----- ENTRIES SHOWN

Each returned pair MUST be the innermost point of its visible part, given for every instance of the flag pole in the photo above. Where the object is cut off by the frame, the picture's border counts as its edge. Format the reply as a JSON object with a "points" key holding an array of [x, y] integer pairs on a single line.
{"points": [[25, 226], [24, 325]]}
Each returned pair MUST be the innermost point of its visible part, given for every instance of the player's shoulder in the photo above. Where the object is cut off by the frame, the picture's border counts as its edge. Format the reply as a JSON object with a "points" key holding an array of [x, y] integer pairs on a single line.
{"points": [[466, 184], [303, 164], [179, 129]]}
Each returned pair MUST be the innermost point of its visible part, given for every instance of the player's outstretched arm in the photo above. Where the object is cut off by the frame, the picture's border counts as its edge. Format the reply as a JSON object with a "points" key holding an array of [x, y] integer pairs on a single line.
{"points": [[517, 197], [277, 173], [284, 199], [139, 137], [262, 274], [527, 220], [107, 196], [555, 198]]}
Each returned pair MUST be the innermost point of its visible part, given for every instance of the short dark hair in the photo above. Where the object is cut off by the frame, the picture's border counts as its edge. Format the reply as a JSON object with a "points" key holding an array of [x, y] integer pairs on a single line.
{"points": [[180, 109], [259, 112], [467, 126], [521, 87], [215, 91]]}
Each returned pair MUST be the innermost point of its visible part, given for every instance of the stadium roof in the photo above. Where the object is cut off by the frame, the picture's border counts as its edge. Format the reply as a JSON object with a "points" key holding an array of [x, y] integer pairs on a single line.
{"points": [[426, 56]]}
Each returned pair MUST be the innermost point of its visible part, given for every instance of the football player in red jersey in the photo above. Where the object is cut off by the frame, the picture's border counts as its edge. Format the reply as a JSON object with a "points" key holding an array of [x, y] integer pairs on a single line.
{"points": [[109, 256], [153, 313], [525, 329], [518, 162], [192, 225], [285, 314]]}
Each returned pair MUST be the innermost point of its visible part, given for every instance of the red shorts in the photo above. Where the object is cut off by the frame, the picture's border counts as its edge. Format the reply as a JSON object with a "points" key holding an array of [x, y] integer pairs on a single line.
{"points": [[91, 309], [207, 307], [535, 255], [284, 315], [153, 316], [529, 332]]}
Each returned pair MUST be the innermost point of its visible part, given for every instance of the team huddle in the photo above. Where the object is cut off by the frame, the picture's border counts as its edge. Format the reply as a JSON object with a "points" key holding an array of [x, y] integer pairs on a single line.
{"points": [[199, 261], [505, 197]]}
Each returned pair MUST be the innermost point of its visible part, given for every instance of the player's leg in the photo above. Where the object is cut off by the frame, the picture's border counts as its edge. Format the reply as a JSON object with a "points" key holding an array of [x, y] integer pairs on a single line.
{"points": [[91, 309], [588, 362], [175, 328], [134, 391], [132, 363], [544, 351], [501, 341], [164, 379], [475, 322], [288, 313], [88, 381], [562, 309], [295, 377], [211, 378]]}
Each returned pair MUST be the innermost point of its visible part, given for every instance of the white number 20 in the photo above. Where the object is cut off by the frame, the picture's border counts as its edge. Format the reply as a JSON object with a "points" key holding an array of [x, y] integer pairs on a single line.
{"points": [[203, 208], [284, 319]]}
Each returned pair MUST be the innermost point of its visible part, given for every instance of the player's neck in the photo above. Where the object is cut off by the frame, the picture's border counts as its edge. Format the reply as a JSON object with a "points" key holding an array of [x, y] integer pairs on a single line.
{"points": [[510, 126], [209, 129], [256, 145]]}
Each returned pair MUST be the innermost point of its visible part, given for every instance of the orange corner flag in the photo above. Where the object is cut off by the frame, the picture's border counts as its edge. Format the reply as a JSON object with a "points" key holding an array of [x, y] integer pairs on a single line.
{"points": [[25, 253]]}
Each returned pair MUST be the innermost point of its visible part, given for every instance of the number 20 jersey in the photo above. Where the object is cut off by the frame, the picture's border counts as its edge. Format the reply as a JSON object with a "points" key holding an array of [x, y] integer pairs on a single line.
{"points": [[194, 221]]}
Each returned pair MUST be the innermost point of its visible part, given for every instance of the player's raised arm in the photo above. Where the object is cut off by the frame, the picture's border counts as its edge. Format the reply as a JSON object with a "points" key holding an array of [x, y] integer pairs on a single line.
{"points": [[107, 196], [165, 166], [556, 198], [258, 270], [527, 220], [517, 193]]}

----------

YOUR GOAL> Rewrite all of the lines above, swapping each "innermost point" for "central point" and keeping everything else the same.

EXERCISE ANSWER>
Each returned pair MUST be the central point of its visible part, given for every instance of the flag pole in the photo above. Where the object is cut off by the frame, the picture's border counts as its edge. Format the reply as a JSON object with a "points" key holding an array of [x, y] integer pairs on a single line.
{"points": [[25, 226], [24, 325]]}
Each returned pair MUST be the central point of its visible part, given for every instance of the player's shoulder in the photo above. Where the object is cut off by the frame, the picture's border counts as its edge. Format the reply as a JSON object with a "points" key holding an array of [x, y] integer pairs on a single line.
{"points": [[466, 184], [303, 164], [179, 129]]}
Each returned pair MUST be the central point of its visible part, given for every instance of the player's outstretched arm in the photo above. Where the object is cut off by the frame, the picture's border counts as its edge. Format the reply as a JSON object with a "points" key holding an array of [x, y] integer pairs on a single line.
{"points": [[517, 197], [277, 173], [284, 199], [139, 137], [262, 274], [527, 220], [107, 196], [555, 198]]}
Each returned pair MUST be the central point of its visible part, given for every instance of the short dark hair in the photo above. Where the object is cut off by the frame, the picture's border counts as its edge. Format the reply as a JSON object with a "points" key holding an array of [x, y] integer pairs on a single line.
{"points": [[180, 109], [259, 112], [467, 126], [521, 87], [215, 91]]}
Each returned pair MUST be the central point of its visible part, given for every instance of the stadium roof in the photo above. Where the object is cut off by the frame, the picture's border counts as its edge. Format the reply as a JSON object with a "points" key holding an array of [x, y] integer pairs on a single line.
{"points": [[426, 56]]}
Each returned pair MUST be the central point of its visible part, given for every instance of the football player in red jersey in the photo above. Where the object is cut off by the frame, the picture's border counts as its edge. Format the reply as a JSON object with a "points" key holding an array of [x, y] integer pairs on a single line.
{"points": [[109, 256], [153, 313], [525, 329], [518, 162], [192, 225], [285, 314]]}
Each returned pair MUST be the central point of its visible part, given for every instance of the red shorts in the photo above. Where the object is cut off by the frame, the picture's border counts as its edge. Format the reply as a JSON object with a "points" key holding an array of [x, y] integer pairs on a single line.
{"points": [[91, 309], [207, 307], [535, 255], [284, 315], [153, 316], [529, 332]]}
Each returned pair MUST be the central point of its visible part, given for every instance of the team huddle in the photo above. Where the object is cut off by the frame, the picture's border counts as its edge. Format the reply as a JSON object with a "points" key holding an array of [x, y] integer pairs on a single line.
{"points": [[199, 261], [505, 197]]}
Each returned pair MUST be the central point of its visible part, given for every instance of the player's leg in the photo above. Where the object is cut off by the frame, the picture's border counts as its edge. Format the reply as a JSON object with a "points" key holding an array of [x, y] integer pairs on a single line.
{"points": [[91, 309], [588, 362], [175, 328], [134, 391], [132, 363], [544, 351], [501, 341], [164, 379], [475, 322], [288, 313], [88, 381], [562, 309], [295, 377], [211, 378]]}
Each returned pair MUST be the central point of its visible part, given for every instance of the white number 20 in the photo above. Where the object is cut off by the frame, the picture's border counts as its edge. Format the reply as a JSON object with a "points" key holding an array of [x, y] integer pairs on a single line.
{"points": [[203, 208], [284, 319]]}
Each returned pair MUST be the central point of its visible part, given for every instance of the player's neck in the photo above. Where the object is cut off by the frame, the picture's border counts as its edge. Format the reply as a JSON object with a "points" key holding an array of [x, y] integer pairs on a single line.
{"points": [[510, 126], [209, 129], [256, 145]]}
Each returned pair MUST be the central point of its visible part, given for every instance of the orange corner flag in the photo above. Where the object is cut off by the frame, the picture's border counts as its edge. Format the reply as a JSON object with a "points" key holding an array of [x, y] integer pairs on a single line.
{"points": [[25, 253]]}
Each returned pair MUST be the central point of its visible part, given for every instance of the number 20 jersey in the photo above. Where the object is cut off by the frame, the picture's border counts as its edge. Format the reply as a JSON object with a "points" key holding an array of [x, y] integer pairs on a single line.
{"points": [[194, 221]]}
Each returned pair MUST be the central point of its visible part, given for every instance of the player's raised arm in the photo above. Where the object is cut off by the frame, the picture's border counts as its edge. Format the reply as a JSON object with a "points" key holding an array of [x, y] integer pairs on a single line.
{"points": [[107, 196], [165, 166], [556, 198], [258, 270], [527, 220], [517, 193]]}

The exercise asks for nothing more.